====== SELECTED EXCERPT
Drone parameters can be changed via environment variables in the upstart script or you can attach these environment variables to the instance in the Elastic Beanstalk configuration (in the AWS UI). Or you can use a special drone.toml configuration file:

# Drone configuration
[server]
port=":8080"

#####################################################################
# SSL configuration
#
# [server.ssl]
# key=""
# cert=""

#####################################################################
# Assets configuration
#
# [server.assets]
# folder=""

# [session]
# secret=""
# expires=""

#####################################################################
# Database configuration, by default using SQLite3.
# You can also use postgres and mysql. See the documentation
# for more details.

[database]
driver="sqlite3"
datasource="/var/lib/drone/drone.sqlite"

[github]
client="xxxxxxxxxxxxxxxxxxxx"
secret="xxxxxxxxxxxxxxxxxxxxxxxxxxxxxxxxxxxxxxxx"
# orgs=[]
# open=true

#####################################################################
# SMTP configuration for Drone. This is required if you plan
# to send email notifications for build statuses.
#
[smtp]
host="email-smtp.us-east-1.amazonaws.com"
port="25"
from="myemail@gmail.com"
user="XXXXXXXXXXXXXXXXXXXX"
pass="xxxxxxxxxxxxxxxxxxxxxxxxxxxxxxxxxxxxxxxxxxxx"

# [worker]
# nodes=[
#   "unix:///var/run/docker.sock",
#   "unix:///var/run/docker.sock"
# ]
[worker]
nodes=[
  "unix:///var/run/docker.sock"
]

To integrate Drone CI with github, you will need to create an application and generate client and secret tokens, see details here.

That’s all and now if you launch an environment with this configuration you will have Drone CI running. Access it via url like your_eb_environment_url.elasticbeanstalk.com:8080.
============
====== GIVEN DATA
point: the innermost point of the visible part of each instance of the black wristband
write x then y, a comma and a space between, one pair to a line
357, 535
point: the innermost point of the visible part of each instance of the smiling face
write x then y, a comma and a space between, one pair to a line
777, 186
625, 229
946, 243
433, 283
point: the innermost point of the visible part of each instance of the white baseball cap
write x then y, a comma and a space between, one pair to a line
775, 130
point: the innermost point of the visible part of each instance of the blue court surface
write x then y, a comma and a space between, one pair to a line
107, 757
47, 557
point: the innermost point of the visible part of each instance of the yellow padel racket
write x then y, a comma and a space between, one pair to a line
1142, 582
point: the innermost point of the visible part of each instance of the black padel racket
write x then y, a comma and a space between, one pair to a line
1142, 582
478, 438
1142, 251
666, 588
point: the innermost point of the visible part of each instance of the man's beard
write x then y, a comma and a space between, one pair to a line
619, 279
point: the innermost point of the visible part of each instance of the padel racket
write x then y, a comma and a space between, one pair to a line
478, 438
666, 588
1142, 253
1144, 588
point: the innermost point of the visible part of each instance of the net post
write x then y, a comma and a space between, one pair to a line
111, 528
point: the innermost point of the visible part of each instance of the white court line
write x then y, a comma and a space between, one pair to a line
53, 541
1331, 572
============
====== GIVEN DATA
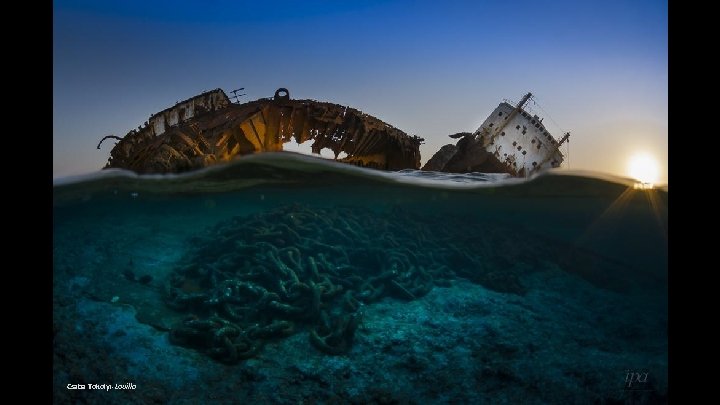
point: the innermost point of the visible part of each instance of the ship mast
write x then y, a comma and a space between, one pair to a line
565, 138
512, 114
============
■ TASK DESCRIPTION:
Answer these questions using the Drone configuration excerpt:
(a) Which database driver does the configuration file set?
(b) What port value is given in the [server] section?
(c) According to the comment above the [smtp] section, when is the SMTP configuration required?
The records are drawn from a different source than the Drone configuration excerpt.

■ SOLUTION TO THIS TASK:
(a) sqlite3
(b) ":8080"
(c) It is required if you plan to send email notifications for build statuses.